- EXERCISE A
In the records below, reproduce word for word every line from the one containing "of the wooden" through the end of the records, including both ends.

- TEXT

····················

The Venezuelan revolution has been going on for almost ten years now. It has been an enormous source of inspiration for workers and youth all over the world. For the first time since the fall of the Berlin wall in 1989, the idea of socialism has been discussed seriously on an international scale. Many have seen a concrete alternative to imperialism in the Venezuelan revolution, which has given hope and confidence that a socialist world is possible.
It is in this context that all socialists should be watching Venezuela with great interest, where the new socialist party, the PSUV (Partido Socialista Unido de Venezuela - United Socialist Party of Venezuela), has entered a two month congress period.
The idea of forming the PSUV was originally put forward by president Hugo Chávez in a speech on December 15, 2006, barely two weeks after the overwhelming victory in the presidential elections, where 63% voted in favour of Chávez' political project. In the speech at the December 15 meeting, Chávez suggested that the PSUV should be formed to unite all revolutionary forces into one party and that the pace of the revolution towards the building of Socialism be accelerated.
The party should not be a mere continuation of the old corrupt political parties, but a party with genuine discussions and rank-and-file-democracy.
At the same time he made it clear that what he wanted was not a copy of the old Stalinist party scheme, because it had led to an "unnatural deviation" of Lenin's original Bolshevik party.
As we have explained in other articles recent events in Venezuela have confirmed that the revolution - after 10 years of struggle - has not been finished. There are serious problems with economic sabotage against the revolution, which has led to shortages of basic food products. This has been combined with the beginnings of tiredness amongst some layers of the masses who are frustrated with the long speeches about socialism and revolution without any clear action or concrete measures for the implementation of socialism being adopted.
All this was the main reason why Chávez and the Bolivarian movement lost the Constitutional referendum on December 2, 2007. The result did not show any big advance for the opposition (they only managed to increase their vote by 200,000 after a huge campaign). However, nearly 3 million who had voted for Chávez in December 2006 abstained in the Constitutional referendum. These 3 million did not go over to the opposition, but to abstention. They have obviously not become counter-revolutionaries, but are tired of words and slogans about socialism and want clear, decisive action.

····················

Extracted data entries
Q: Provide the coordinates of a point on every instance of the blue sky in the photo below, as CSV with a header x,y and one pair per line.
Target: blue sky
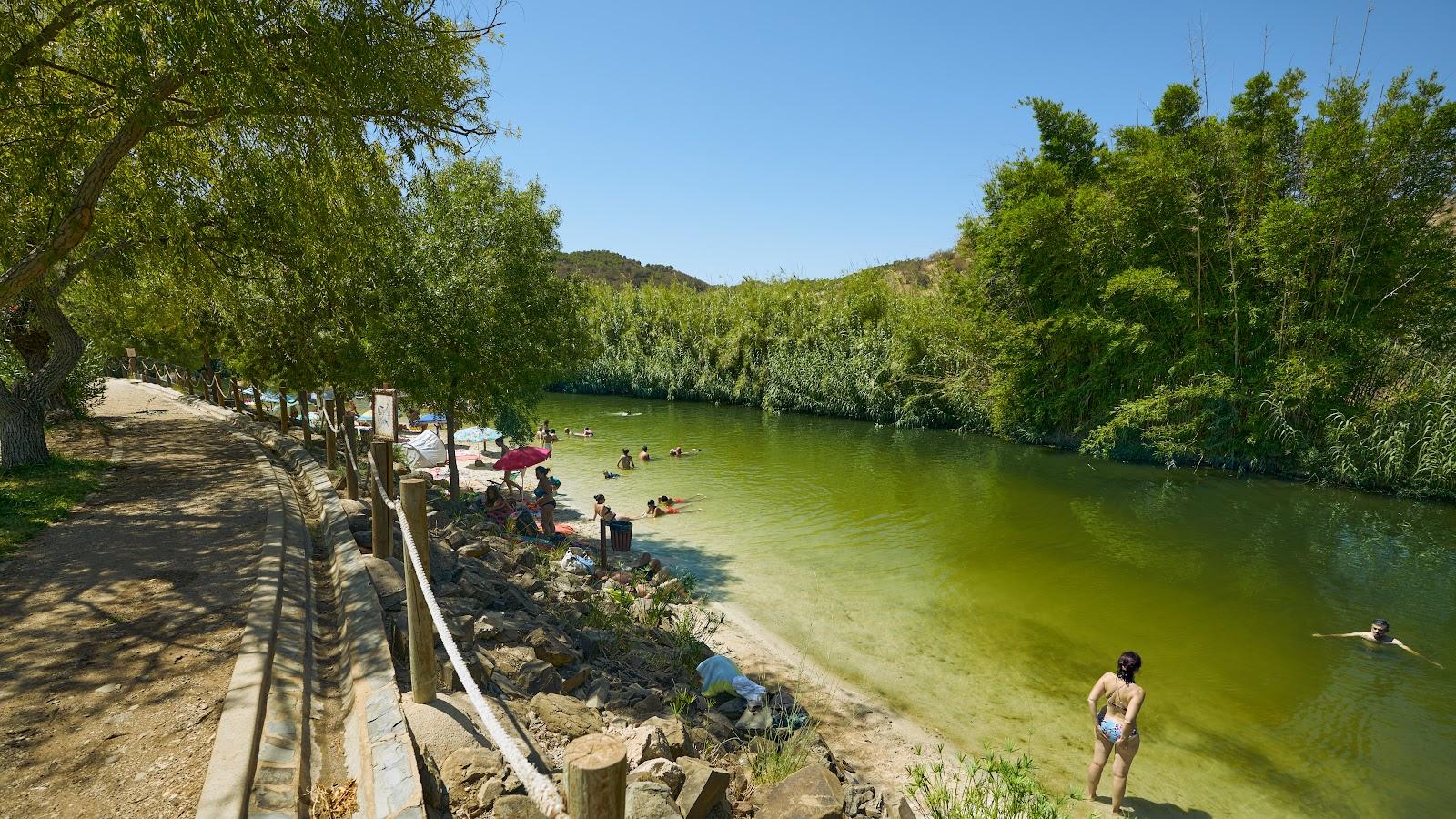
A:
x,y
813,138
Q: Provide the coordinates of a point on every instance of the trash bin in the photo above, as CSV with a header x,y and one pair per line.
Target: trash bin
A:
x,y
621,535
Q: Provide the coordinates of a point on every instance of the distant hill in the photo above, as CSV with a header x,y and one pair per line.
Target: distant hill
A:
x,y
615,268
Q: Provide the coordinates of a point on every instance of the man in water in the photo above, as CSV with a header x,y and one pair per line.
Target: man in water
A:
x,y
1380,636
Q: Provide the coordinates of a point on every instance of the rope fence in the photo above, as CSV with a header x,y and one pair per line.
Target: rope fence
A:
x,y
539,787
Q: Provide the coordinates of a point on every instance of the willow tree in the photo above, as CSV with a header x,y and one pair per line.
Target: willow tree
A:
x,y
96,89
478,319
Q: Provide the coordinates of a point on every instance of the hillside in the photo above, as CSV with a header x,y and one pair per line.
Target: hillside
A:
x,y
615,268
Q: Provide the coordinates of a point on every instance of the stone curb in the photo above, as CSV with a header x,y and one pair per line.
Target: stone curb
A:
x,y
379,751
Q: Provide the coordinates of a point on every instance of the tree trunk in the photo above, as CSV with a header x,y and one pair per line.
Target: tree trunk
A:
x,y
22,435
455,470
24,402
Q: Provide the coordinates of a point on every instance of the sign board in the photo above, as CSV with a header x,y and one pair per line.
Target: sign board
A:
x,y
385,419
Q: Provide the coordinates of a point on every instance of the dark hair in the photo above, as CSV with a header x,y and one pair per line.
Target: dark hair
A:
x,y
1127,665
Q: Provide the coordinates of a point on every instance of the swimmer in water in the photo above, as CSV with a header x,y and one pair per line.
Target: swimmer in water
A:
x,y
1380,634
1116,726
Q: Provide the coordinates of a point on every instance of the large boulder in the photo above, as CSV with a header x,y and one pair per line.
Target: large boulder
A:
x,y
551,647
468,768
567,716
703,787
812,793
388,576
517,806
662,771
650,800
644,743
676,734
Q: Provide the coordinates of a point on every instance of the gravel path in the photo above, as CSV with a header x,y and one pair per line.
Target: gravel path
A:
x,y
118,625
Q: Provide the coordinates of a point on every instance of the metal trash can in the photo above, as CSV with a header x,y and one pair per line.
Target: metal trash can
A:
x,y
621,535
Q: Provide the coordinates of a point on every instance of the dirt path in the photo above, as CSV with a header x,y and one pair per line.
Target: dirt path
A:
x,y
118,625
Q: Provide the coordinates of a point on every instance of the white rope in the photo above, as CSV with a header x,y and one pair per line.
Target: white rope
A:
x,y
538,785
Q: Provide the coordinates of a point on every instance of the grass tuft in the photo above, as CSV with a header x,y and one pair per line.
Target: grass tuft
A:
x,y
34,497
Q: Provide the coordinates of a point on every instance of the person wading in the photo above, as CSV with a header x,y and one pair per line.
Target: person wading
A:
x,y
1116,726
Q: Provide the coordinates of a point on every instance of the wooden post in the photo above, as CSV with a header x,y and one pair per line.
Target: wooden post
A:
x,y
303,416
382,453
596,777
351,475
329,419
421,632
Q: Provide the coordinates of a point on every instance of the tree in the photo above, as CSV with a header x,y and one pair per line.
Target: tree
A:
x,y
478,319
109,104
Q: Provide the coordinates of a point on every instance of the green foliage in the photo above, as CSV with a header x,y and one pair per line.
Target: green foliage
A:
x,y
615,268
1259,290
982,787
778,753
478,321
34,497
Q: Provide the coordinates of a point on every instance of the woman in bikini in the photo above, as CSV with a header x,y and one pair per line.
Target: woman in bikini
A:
x,y
1116,724
546,500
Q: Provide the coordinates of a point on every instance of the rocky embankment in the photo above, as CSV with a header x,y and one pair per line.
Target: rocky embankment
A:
x,y
571,653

····················

- EXERCISE B
Transcribe the entire text about the Venezuelan revolution above, word for word.

- FINISHED ANSWER A
Q: Provide the coordinates of a point on every instance of the wooden post in the photo above, as CSV with a header x,y and one pair per line.
Target: wooden post
A:
x,y
303,416
382,453
596,777
351,475
329,419
421,632
Q: Provide the coordinates of a point on every instance of the tree in the photo above, as CSV with a header x,y and one pair per line.
Target: tree
A:
x,y
478,319
109,104
Q: Provide the coordinates of a point on every instance of the green foliage in the photo above, as CSV with a header x,y and one pair per line.
Target: green foliage
A:
x,y
615,268
1259,290
982,787
778,753
478,321
34,497
Q: Provide the coordinates of a point on every instance of the woman in bikini in the photo above, as CSV with a header x,y and one pair per line.
Target: woman in bikini
A:
x,y
1116,724
546,500
Q: Provide the coordinates of a point on every instance of the rocky embankment in the photo above, as CSV with a header x,y and one pair per line.
Target: rocky embankment
A:
x,y
571,653

- FINISHED ANSWER B
The Venezuelan revolution has been going on for almost ten years now. It has been an enormous source of inspiration for workers and youth all over the world. For the first time since the fall of the Berlin wall in 1989, the idea of socialism has been discussed seriously on an international scale. Many have seen a concrete alternative to imperialism in the Venezuelan revolution, which has given hope and confidence that a socialist world is possible.
It is in this context that all socialists should be watching Venezuela with great interest, where the new socialist party, the PSUV (Partido Socialista Unido de Venezuela - United Socialist Party of Venezuela), has entered a two month congress period.
The idea of forming the PSUV was originally put forward by president Hugo Chávez in a speech on December 15, 2006, barely two weeks after the overwhelming victory in the presidential elections, where 63% voted in favour of Chávez' political project. In the speech at the December 15 meeting, Chávez suggested that the PSUV should be formed to unite all revolutionary forces into one party and that the pace of the revolution towards the building of Socialism be accelerated.
The party should not be a mere continuation of the old corrupt political parties, but a party with genuine discussions and rank-and-file-democracy.
At the same time he made it clear that what he wanted was not a copy of the old Stalinist party scheme, because it had led to an "unnatural deviation" of Lenin's original Bolshevik party.
As we have explained in other articles recent events in Venezuela have confirmed that the revolution - after 10 years of struggle - has not been finished. There are serious problems with economic sabotage against the revolution, which has led to shortages of basic food products. This has been combined with the beginnings of tiredness amongst some layers of the masses who are frustrated with the long speeches about socialism and revolution without any clear action or concrete measures for the implementation of socialism being adopted.
All this was the main reason why Chávez and the Bolivarian movement lost the Constitutional referendum on December 2, 2007. The result did not show any big advance for the opposition (they only managed to increase their vote by 200,000 after a huge campaign). However, nearly 3 million who had voted for Chávez in December 2006 abstained in the Constitutional referendum. These 3 million did not go over to the opposition, but to abstention. They have obviously not become counter-revolutionaries, but are tired of words and slogans about socialism and want clear, decisive action.